Box-labeled dataset extracts

+ + + + + + +

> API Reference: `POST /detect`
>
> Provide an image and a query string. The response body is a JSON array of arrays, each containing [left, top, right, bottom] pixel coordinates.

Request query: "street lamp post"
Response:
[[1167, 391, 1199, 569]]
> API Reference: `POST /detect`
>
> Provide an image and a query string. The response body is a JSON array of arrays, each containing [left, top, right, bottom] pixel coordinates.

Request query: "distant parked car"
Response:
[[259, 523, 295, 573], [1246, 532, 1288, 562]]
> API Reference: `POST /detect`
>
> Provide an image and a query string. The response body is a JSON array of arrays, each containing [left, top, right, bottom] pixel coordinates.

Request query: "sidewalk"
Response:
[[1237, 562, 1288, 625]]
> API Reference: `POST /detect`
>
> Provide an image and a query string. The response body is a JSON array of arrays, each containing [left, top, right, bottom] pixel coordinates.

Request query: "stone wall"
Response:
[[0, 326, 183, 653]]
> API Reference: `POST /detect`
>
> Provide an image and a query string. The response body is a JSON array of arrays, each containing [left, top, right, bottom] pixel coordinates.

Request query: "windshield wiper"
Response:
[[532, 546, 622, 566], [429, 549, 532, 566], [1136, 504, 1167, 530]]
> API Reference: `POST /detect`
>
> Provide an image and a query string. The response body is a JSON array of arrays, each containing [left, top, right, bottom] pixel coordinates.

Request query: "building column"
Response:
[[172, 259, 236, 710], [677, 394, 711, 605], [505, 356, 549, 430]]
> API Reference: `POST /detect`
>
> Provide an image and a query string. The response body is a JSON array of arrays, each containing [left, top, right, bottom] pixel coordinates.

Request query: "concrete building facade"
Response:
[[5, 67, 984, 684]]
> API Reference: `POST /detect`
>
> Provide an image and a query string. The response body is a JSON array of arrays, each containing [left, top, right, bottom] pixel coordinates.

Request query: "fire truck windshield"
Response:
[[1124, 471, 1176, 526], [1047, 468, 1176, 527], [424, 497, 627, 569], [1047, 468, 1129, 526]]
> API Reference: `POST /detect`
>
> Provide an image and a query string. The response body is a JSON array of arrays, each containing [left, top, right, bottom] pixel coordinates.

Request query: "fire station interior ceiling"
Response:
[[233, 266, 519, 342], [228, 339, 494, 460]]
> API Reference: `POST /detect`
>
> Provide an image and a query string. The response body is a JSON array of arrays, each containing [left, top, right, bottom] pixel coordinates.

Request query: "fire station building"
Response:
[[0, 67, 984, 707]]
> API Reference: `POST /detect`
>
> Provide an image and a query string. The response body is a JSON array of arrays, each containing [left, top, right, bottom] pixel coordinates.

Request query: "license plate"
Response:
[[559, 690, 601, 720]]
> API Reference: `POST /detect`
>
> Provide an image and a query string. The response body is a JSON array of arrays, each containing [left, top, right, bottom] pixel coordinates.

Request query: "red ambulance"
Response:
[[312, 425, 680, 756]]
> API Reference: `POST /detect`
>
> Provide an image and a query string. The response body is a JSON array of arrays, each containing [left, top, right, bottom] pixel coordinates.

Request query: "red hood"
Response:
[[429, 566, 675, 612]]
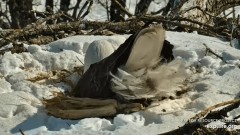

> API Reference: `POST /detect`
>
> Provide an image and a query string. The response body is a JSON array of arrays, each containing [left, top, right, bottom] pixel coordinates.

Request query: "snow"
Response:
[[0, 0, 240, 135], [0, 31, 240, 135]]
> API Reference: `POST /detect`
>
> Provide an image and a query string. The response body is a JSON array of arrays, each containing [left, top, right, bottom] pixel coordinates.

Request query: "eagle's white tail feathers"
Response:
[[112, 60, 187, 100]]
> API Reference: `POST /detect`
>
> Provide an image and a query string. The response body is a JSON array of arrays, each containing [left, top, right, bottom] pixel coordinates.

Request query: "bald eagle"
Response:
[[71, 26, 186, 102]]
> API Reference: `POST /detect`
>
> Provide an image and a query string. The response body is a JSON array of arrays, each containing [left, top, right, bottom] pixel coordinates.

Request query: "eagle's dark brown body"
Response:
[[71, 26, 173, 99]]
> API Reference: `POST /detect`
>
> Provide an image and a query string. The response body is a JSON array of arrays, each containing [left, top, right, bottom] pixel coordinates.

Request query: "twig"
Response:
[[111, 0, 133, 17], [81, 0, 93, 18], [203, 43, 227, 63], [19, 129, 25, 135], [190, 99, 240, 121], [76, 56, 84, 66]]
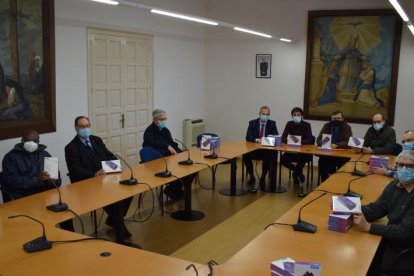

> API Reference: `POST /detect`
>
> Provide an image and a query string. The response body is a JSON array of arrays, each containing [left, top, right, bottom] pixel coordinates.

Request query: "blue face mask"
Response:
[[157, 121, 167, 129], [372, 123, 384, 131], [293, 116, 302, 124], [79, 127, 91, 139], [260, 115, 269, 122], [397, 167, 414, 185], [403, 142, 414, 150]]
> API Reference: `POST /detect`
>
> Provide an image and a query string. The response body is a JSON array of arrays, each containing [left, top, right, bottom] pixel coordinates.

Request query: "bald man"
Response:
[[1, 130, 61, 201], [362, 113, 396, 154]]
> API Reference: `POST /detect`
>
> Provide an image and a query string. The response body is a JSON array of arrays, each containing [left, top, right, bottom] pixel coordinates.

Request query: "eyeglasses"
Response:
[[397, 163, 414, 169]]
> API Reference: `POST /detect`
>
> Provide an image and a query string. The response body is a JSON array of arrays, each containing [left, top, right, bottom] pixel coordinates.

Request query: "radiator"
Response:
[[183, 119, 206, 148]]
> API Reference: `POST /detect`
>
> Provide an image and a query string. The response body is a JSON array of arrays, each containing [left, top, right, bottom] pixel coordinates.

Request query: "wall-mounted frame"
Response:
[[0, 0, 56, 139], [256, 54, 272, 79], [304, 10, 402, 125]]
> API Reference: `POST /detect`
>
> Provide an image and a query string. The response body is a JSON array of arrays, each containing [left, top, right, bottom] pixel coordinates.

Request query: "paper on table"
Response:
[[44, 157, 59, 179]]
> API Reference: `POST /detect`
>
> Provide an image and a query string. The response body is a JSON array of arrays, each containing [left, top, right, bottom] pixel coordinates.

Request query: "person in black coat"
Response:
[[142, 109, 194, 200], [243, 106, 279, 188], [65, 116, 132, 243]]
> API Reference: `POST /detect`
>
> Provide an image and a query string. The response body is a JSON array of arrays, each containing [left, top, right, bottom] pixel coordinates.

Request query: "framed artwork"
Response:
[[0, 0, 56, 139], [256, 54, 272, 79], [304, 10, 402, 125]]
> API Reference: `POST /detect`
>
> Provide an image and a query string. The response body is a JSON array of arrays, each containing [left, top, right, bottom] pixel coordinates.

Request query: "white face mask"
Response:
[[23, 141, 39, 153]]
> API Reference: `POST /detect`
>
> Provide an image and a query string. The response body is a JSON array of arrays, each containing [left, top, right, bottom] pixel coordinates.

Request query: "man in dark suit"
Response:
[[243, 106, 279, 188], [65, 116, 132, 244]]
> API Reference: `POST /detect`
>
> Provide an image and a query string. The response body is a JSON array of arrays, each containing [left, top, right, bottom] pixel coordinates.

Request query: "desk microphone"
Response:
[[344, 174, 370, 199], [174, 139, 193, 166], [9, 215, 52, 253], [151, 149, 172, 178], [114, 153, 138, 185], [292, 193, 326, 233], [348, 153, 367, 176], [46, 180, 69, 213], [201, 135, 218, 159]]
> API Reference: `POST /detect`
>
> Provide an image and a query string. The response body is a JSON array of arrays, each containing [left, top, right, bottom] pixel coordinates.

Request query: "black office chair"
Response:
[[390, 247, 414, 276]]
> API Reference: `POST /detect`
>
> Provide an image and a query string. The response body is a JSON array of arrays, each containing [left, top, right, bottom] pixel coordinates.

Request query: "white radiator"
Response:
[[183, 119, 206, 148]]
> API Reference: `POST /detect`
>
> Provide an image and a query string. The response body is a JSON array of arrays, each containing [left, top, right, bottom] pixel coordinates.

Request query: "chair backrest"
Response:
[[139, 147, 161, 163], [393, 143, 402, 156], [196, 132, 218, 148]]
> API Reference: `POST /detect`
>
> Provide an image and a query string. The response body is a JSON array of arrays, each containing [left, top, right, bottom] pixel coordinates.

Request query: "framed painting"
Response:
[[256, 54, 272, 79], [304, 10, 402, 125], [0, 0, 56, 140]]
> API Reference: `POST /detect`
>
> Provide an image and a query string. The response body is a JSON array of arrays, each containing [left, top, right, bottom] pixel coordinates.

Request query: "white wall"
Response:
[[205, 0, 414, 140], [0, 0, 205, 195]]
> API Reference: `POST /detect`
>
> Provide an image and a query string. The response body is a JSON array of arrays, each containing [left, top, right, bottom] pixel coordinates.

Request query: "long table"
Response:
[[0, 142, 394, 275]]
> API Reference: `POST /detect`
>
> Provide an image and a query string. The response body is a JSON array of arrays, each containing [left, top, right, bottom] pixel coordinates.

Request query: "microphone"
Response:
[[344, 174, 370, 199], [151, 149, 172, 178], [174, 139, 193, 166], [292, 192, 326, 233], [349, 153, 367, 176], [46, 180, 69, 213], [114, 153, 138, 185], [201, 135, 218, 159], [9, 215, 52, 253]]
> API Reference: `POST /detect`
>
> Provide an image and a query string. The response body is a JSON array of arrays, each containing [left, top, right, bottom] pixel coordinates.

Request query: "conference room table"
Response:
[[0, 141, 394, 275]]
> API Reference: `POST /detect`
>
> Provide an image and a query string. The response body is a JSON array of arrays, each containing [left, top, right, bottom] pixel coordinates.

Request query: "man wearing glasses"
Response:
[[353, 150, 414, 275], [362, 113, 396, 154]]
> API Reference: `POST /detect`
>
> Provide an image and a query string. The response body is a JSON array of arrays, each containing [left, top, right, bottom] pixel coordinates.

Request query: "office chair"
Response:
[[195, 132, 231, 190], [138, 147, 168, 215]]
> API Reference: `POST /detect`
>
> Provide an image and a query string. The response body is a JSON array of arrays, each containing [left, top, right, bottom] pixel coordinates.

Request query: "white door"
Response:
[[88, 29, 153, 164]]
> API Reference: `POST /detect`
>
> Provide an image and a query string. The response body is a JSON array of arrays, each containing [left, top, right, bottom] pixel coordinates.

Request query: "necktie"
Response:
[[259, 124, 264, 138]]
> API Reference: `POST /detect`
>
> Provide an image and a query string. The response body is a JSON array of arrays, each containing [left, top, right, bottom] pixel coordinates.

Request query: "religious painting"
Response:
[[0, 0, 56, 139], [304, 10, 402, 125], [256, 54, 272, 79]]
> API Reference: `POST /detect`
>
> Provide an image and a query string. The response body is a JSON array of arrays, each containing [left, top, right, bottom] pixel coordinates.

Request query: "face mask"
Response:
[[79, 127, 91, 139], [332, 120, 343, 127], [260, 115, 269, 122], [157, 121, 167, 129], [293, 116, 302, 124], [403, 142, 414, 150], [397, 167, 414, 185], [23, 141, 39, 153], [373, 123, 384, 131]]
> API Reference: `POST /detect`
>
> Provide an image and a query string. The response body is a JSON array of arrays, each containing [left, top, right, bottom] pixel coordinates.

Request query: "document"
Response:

+ + + + + + +

# TASK REQUIREMENTS
Extract every line of the box-labeled dataset extracts that contains the word "fire". Treat uppercase and lowercase as different, so only exact-case matches count.

# FINAL RESULT
Request query: "fire truck windshield"
Request query: "fire station interior ceiling"
Request query: "fire station building"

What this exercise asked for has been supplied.